Among the lines of the records, please find those that contain the word "woven" and copy them.

(Referring expression data)
*** Block opens ***
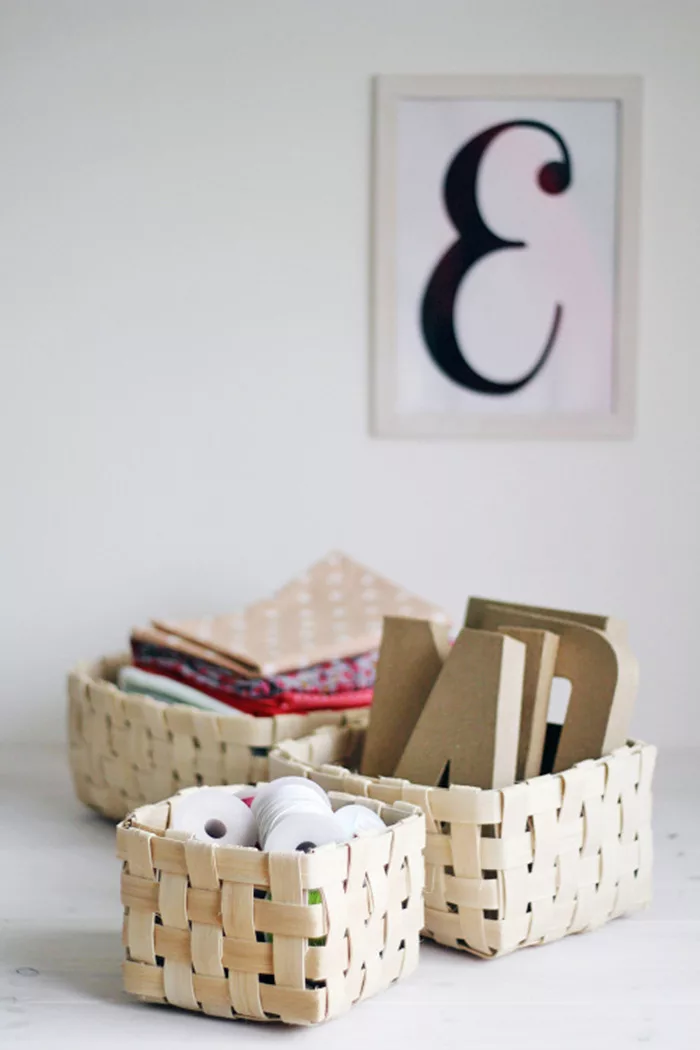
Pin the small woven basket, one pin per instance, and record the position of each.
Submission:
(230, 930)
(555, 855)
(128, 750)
*** Block closes ***
*** Block opens ***
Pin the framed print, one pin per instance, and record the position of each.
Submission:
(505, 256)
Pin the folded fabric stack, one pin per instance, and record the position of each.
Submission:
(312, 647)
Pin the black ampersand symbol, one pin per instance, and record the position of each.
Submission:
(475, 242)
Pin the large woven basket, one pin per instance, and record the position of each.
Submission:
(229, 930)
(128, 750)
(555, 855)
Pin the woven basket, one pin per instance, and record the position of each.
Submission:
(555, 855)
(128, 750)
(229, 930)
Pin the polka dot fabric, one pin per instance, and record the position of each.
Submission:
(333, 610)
*** Block closes ***
-- Solved exercise --
Pin the small woven basket, one pin per instance, and record the position of each.
Pin the large woven basket, one pin per instance, and record the position of each.
Pin the woven basket, one pin per instance, and record the position of each.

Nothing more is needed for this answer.